SET TASK
Output all of the records exactly as written.

THE DATA
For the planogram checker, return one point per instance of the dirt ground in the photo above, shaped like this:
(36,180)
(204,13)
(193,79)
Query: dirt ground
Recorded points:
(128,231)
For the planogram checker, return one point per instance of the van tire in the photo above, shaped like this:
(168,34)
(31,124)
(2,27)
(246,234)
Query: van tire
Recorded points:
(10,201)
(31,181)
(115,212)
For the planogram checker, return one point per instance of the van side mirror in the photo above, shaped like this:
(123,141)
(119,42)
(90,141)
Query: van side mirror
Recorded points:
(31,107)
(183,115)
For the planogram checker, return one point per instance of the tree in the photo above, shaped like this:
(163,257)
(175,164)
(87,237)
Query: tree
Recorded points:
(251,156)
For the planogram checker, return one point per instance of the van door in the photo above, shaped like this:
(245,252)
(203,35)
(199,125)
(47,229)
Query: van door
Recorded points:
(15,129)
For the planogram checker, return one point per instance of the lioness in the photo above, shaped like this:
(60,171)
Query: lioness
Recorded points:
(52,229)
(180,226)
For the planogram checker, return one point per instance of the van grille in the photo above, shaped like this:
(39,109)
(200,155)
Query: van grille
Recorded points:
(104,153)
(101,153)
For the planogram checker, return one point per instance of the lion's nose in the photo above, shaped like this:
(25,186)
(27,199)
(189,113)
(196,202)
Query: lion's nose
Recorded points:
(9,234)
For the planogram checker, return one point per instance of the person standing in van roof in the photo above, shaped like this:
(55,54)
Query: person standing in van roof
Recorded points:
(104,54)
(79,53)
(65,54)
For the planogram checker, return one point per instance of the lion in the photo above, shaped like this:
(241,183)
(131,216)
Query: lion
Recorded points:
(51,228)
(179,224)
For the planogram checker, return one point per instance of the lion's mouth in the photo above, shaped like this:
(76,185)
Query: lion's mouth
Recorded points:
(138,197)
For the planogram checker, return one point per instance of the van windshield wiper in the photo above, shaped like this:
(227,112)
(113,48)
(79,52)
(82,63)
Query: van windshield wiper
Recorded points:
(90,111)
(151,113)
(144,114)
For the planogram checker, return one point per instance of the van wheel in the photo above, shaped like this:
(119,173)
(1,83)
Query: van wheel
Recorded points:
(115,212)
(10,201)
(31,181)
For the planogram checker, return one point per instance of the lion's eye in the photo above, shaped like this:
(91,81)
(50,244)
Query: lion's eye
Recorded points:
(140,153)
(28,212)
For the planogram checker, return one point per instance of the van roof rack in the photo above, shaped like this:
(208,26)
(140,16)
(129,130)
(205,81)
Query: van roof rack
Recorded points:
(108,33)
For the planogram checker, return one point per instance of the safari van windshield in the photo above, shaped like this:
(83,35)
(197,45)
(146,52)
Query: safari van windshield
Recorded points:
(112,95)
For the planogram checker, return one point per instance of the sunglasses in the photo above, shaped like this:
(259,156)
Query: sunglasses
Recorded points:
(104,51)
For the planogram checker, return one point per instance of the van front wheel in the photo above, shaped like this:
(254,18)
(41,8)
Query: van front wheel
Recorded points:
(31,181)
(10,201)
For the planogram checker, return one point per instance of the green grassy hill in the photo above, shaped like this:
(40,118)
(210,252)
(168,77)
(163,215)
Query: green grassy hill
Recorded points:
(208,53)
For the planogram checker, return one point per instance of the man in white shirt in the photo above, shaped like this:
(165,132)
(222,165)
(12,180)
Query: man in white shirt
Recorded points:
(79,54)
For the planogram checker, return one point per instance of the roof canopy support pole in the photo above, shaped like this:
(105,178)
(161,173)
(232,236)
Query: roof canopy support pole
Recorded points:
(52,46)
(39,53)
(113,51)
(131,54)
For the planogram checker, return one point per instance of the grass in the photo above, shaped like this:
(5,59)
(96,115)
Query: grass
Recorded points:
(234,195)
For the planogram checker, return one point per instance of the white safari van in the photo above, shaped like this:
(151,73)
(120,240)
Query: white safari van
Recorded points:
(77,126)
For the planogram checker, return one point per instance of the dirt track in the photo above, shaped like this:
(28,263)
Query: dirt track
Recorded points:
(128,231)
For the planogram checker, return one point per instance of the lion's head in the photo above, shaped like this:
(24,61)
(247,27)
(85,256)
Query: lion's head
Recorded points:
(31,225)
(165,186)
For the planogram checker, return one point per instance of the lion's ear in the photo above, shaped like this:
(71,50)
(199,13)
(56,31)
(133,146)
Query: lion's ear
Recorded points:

OUTPUT OF THE TASK
For the planogram checker, return one point per instance of the dirt ground in the photo above, shaped like this:
(36,180)
(204,13)
(193,79)
Query: dirt ground
Recorded points:
(128,231)
For the planogram checker, return one point per instance of the van tire in the photo above, shaped like this:
(168,34)
(31,124)
(2,27)
(246,234)
Query: van tire
Recorded points:
(10,201)
(31,181)
(115,212)
For the planogram checker, return one point per instance of the van side mirror in the photo above, shaped like this:
(123,141)
(119,42)
(90,141)
Query: van side mirror
Recorded points:
(31,107)
(183,115)
For the planogram checker, return one point per instance of the tree in the photo above, shaped like this:
(163,257)
(175,164)
(87,237)
Query: tree
Recorded points:
(251,156)
For the planogram checker, return one point per instance of the van door in the photo above, shaped like this:
(245,252)
(203,35)
(199,125)
(47,229)
Query: van door
Recorded points:
(15,129)
For the planogram checker, return one point per instance of the lioness in the photo above, shaped like this:
(60,171)
Query: lioness
Recorded points:
(52,229)
(180,226)
For the planogram checker, return one point per instance of the van grille in the photo above, shaped like this:
(39,109)
(200,155)
Query: van grille
Recorded points:
(104,153)
(101,153)
For the planogram checker, return one point per instance of the lion's nose in the photo above, shaped like this:
(25,186)
(27,199)
(189,113)
(196,202)
Query: lion's nose
Recorded points:
(9,234)
For the planogram checker, return one point per instance of the person standing in van roof in the photo above, shaped like this:
(55,54)
Query: person standing in van roof
Recorded points:
(104,54)
(79,53)
(65,54)
For the planogram checker, return one point per instance of the lion in the photo above, shaped like this:
(241,183)
(131,216)
Query: lion
Recorded points:
(51,228)
(179,224)
For the planogram checker, return one point per instance of the lion's mouth in the photo above, shaped like this:
(76,185)
Query: lion's mouth
Recorded points:
(138,197)
For the planogram checker, return one point per instance of the van windshield wiper in the photo above, shaped like this:
(227,112)
(113,48)
(79,52)
(82,63)
Query: van windshield wiper
Recorded points:
(90,111)
(151,113)
(144,114)
For the planogram checker, return one point per instance of the van wheel in the photo above, shaped like this:
(119,173)
(1,83)
Query: van wheel
Recorded points:
(115,212)
(10,201)
(31,181)
For the planogram checker, return one point per instance of the lion's eye in the photo above, shaped like this:
(91,81)
(50,244)
Query: lion's eye
Recorded points:
(140,153)
(28,212)
For the planogram checker, return one point per instance of the van roof rack in the photo above, shaped like this:
(208,26)
(140,16)
(129,130)
(205,81)
Query: van roof rack
Recorded points:
(108,33)
For the planogram checker, return one point per instance of the safari van windshield in the photo above, shaped like this:
(83,35)
(197,45)
(146,52)
Query: safari van windshield
Recorded points:
(112,95)
For the planogram checker, return one point per instance of the sunglasses in the photo above, shaped like this:
(259,156)
Query: sunglasses
Recorded points:
(104,51)
For the planogram checker, return one point per instance of the van front wheel in the photo above, shaped like this:
(254,18)
(41,8)
Query: van front wheel
Recorded points:
(31,181)
(10,201)
For the planogram checker, return one point per instance of the green grassy hill in the photo above, shaped like this:
(40,118)
(210,252)
(168,77)
(163,215)
Query: green grassy hill
Recorded points:
(208,53)
For the planogram checker, return one point per instance of the man in white shirt in the photo above, shaped like this:
(165,132)
(222,165)
(12,180)
Query: man in white shirt
Recorded points:
(79,54)
For the planogram checker, return one point per instance of the roof canopy support pole in the photo above, shaped like this:
(105,178)
(161,173)
(232,236)
Query: roof canopy support pole
Recorded points:
(52,46)
(39,53)
(113,51)
(131,54)
For the planogram checker, return one point per instance of the grass in the photo above, shaped like this:
(5,59)
(96,115)
Query: grass
Recorded points:
(234,195)
For the planogram checker, return one point per instance of the white safari van in the photo above, shaped like this:
(151,73)
(120,240)
Query: white safari van
Recorded points:
(77,126)
For the planogram checker, return one point per instance of the dirt track in the photo above, shaped like this:
(28,263)
Query: dirt track
Recorded points:
(128,231)
For the planogram checker, return one point per instance of the lion's head in the photo above, shaped like this:
(24,61)
(247,27)
(85,256)
Query: lion's head
Recorded points:
(31,225)
(165,186)
For the planogram checker, return one point per instance of the lion's ear in the photo above, shaped like this:
(71,50)
(199,13)
(56,31)
(133,146)
Query: lion's ear
Recorded points:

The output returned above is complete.